• [SOURCE TEXT]:
In recent weeks, the Pentagon has finalized its assessment of what types of units would be needed, how many troops, and even the cost of certain potential operations, officials tell CNN.
The planning comes as the U.S. has become increasingly concerned that the violence in Syria is verging on civil war. Gen. Martin Dempsey, chairman of the Joint Chiefs of Staff, said the recent series of bombings have heightened the worry.
Dempsey said it reminded him of the escalating violence during the Iraq war.
The violence “gives us all pause that have been in Iraq and seen how these issues become sectarian and then they become civil wars and then they become very difficult to resolve,” Dempsey told CNN in an exclusive interview on Thursday.
A senior U.S. official said the developments have been a matter of discussion in the Obama administration.
“There is a sense that if the sectarian violence in Syria grows, it could be worse than what we saw in Iraq,” the official said.
The military planning includes a scenario for a no-fly zone as well as protecting chemical and biological sites. Officials say all the scenarios would be difficult to enact and involve large numbers of U.S. troops and extended operations.
The planning, officials insist, is being done protectively and there have been no orders for any action from the White House.
The U.S. Navy is maintaining a presence of three surface combatants and a submarine in the eastern Mediterranean to conduct electronic surveillance and reconnaissance on the Syrian regime, a senior Pentagon official said. The official emphasized that the U.S. routinely maintains this type of naval presence in the eastern Mediterranean, but acknowledged the current focus is on Syria.
The United States, Britain and France have all been discussing contingency scenarios, potential training and sharing of intelligence about what is happening in Syria with neighboring countries including Jordan, Turkey and Israel. But it is Jordan, so far, that is most seeking the help because of its relatively small military and potential need for outside help if unrest in southern Syria were to impact Jordan’s security.

• [BRIEF A]:
Answer these from the article on Pentagon planning for Syria, one line each:
(i) Which war did the recent violence in Syria remind Dempsey of?
(ii) What naval vessels does the U.S. keep in the eastern Mediterranean?
(iii) Which neighboring country is most seeking help so far?
• [BRIEF B]: Write the next part of the article on Pentagon planning for Syria, starting after its last sentence.
The records that come next are separate from the article on Pentagon planning for Syria.

• [SUPPLIED RECORDS]:
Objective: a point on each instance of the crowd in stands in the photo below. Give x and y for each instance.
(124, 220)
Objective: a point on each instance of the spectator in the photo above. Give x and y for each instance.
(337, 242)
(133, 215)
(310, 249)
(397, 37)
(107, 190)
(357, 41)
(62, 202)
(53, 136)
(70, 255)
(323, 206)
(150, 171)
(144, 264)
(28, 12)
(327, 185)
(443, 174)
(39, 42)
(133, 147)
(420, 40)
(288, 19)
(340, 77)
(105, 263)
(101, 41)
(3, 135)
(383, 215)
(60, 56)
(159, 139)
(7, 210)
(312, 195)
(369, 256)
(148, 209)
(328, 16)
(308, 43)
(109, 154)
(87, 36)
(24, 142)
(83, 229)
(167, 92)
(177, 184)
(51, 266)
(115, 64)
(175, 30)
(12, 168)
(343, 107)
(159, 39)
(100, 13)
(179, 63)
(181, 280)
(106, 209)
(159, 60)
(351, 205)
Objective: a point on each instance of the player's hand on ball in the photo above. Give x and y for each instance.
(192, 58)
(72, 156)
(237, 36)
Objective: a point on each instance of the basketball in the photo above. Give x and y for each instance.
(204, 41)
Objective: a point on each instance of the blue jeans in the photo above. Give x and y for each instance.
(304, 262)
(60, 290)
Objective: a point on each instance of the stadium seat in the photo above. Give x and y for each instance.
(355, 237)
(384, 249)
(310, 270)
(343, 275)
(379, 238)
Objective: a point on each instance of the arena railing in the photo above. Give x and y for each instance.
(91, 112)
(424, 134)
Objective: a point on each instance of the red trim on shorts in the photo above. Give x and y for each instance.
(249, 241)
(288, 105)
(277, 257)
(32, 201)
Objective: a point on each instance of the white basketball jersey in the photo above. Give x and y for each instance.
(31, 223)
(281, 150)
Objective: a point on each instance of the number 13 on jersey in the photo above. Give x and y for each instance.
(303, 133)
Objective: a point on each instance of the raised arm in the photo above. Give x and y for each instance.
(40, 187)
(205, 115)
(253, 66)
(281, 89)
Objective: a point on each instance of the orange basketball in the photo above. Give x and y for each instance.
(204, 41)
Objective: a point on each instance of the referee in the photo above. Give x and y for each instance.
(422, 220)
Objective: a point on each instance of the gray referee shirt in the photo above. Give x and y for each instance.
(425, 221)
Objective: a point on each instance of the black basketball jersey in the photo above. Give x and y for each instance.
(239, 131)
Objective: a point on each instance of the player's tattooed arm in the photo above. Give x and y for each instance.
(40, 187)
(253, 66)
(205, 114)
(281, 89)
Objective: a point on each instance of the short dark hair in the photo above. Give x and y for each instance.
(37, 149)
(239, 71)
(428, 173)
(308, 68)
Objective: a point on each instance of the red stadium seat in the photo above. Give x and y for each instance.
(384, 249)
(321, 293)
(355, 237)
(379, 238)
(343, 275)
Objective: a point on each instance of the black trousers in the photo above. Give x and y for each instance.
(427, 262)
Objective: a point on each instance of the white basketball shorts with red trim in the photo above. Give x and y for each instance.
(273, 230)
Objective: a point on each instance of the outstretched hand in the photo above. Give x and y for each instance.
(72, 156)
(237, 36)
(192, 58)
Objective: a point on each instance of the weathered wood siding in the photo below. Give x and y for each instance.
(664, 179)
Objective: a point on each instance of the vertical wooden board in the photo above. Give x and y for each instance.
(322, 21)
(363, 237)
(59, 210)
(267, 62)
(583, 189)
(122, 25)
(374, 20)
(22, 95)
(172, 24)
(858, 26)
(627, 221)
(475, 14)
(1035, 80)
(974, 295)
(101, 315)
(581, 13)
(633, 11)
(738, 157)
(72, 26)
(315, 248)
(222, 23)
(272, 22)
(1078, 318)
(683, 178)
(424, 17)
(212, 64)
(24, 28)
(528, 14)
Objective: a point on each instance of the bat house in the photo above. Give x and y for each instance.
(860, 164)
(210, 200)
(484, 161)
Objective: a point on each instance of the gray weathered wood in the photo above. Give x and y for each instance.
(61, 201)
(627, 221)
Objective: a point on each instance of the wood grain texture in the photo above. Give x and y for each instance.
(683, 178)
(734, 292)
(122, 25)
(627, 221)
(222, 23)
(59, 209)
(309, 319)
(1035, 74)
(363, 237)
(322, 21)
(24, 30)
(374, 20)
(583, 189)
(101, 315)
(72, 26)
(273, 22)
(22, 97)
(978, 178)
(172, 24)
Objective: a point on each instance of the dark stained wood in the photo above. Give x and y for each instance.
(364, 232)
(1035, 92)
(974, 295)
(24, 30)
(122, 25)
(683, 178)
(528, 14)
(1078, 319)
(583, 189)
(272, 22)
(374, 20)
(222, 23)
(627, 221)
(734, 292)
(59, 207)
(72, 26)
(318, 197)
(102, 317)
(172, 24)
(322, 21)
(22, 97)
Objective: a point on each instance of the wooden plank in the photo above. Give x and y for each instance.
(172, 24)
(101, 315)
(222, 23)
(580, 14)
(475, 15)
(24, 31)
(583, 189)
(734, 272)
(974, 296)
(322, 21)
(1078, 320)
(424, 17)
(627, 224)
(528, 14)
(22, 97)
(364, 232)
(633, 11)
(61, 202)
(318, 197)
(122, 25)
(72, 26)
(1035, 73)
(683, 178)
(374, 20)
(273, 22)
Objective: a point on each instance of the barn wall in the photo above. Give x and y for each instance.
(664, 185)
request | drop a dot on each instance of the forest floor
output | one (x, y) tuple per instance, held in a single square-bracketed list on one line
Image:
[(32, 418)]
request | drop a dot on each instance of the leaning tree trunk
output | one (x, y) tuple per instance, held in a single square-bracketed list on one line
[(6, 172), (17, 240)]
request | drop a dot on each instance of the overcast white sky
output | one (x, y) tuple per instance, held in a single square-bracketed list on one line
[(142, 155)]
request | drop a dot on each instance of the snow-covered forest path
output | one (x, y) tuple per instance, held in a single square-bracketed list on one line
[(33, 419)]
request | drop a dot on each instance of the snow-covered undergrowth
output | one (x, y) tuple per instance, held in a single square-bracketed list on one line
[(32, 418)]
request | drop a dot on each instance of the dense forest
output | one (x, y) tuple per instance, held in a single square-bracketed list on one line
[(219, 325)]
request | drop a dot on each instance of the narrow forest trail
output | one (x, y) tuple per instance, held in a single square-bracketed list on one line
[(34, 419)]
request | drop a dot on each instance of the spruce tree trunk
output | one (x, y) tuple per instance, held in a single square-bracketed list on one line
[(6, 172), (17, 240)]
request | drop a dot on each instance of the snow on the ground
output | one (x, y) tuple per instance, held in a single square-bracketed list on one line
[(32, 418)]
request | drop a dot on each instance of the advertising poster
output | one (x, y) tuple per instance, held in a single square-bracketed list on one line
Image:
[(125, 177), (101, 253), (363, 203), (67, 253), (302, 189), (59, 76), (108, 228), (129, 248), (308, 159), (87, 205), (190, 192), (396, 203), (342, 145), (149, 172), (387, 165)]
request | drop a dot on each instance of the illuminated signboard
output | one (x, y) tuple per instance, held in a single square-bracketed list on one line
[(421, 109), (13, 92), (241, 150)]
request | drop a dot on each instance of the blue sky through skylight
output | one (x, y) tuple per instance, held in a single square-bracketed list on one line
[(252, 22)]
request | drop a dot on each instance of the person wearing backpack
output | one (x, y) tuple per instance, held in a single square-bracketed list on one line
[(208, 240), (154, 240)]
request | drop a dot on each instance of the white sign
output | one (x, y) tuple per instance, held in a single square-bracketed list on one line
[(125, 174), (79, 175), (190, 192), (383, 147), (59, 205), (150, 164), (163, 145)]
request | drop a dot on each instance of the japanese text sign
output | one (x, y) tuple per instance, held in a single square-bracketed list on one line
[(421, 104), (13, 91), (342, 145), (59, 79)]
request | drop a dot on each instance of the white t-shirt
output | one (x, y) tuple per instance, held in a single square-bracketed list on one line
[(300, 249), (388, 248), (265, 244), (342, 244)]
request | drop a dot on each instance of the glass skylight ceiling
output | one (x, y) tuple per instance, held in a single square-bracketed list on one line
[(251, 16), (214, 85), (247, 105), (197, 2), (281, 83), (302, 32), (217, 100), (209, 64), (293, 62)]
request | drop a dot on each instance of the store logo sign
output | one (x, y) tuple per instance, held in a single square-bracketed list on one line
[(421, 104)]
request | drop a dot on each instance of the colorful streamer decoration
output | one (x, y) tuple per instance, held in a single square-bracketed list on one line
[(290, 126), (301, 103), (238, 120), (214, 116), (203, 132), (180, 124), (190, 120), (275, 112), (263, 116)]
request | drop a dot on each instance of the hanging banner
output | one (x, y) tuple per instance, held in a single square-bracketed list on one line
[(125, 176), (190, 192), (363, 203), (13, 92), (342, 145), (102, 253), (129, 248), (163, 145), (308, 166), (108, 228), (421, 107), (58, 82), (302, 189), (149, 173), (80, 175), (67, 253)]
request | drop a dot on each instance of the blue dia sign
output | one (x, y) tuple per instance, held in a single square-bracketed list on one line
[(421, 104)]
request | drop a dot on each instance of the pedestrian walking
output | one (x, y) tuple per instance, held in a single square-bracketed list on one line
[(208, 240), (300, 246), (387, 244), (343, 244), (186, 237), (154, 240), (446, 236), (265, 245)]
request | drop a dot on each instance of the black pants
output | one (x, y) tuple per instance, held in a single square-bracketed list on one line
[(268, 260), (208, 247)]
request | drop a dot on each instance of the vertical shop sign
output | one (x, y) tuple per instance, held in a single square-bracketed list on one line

• [EXERCISE RESULT A]:
(i) The Iraq war
(ii) Three surface combatants and a submarine
(iii) Jordan

• [EXERCISE RESULT B]:
U.S. special forces are training and advising Jordanian troops on a range of specific military tasks they might need to undertake if unrest in Syria spills over into Jordan or poses a threat to that country, three Defense Department officials told CNN. The officials declined to be identified because of the sensitivity of the training. Jordanian officials also are refusing to publicly confirm details, but a senior Middle Eastern government official also confirmed details to CNN.
The U.S. has been training in Jordan using mainly special operations forces under a program called Joint Combined Exchange Training, which sends troops overseas to train foreign soldiers and units in specific missions. Jordan’s major security concern is that if the Syrian regime were to suddenly collapse, then it would face unrest on its northern border, as well as the possibility of large refugee flows, weapons smuggling into Jordan, and potential disarray in Syria’s chemical and biological weapons complex. Jordan also is considering how and where to potentially set up humanitarian assistance bases inside its borders, another matter the U.S. is advising it on.
The Jordanians do not believe regime of Bashir al-Assad would attack them. But they have made it clear to the United States they want the training so they are ready to move quickly if any scenario develops that could destabilize their country, which is already reeling politically from a collapsing economy. While there’s no formal agreement, one of the U.S. officials said the U.S. would come to the defense and support of Jordan in the event any of the Syria scenarios pose a challenge.
While there is no current scenario for putting U.S. troops on the ground in Jordan or Syria, the U.S. could wind up providing air support to move Jordanian troops to the border. In addition, American forces could provide a wide range of intelligence and surveillance capabilities to Jordan so they would have up-to-date information on what is happening on the Syrian side of their border region. In one of the most extreme scenarios, a small unit of Jordanian troops could move into Syria to protect a chemical or biological weapons site.
U.S. satellites are monitoring the chemical and biological weapons sites around the clock, and so far “there is no reason to believe they are not secure,” one of the U.S. officials said.
The U.S. believes the facilities are guarded by some of the most elite Alawite troops loyal to al-Assad. But the official noted that the opposition forces appear to be gaining strength in some areas, and that the United States, Jordan and the allies are concerned that as the amount of al-Assad controlled territory shrinks, some of those critical facilities could be open to attacks, pilfering or efforts by terrorist groups to buy material.
“This is getting a fair amount of attention,” another U.S. official told CNN. Also discussed with Jordanian forces was the possible need for U.S. chemical and biological weapons detecting equipment, the official said.
The overall assessment by the U.S. is that in the event some action had to be taken to secure Syrian chemical, biological or weapons facilities, troops from some country would have to enter Syria in a matter of hours.
This latest training is said to be separate from the recent multinational “Eager Lion 2012” training exercise that took place in Jordan.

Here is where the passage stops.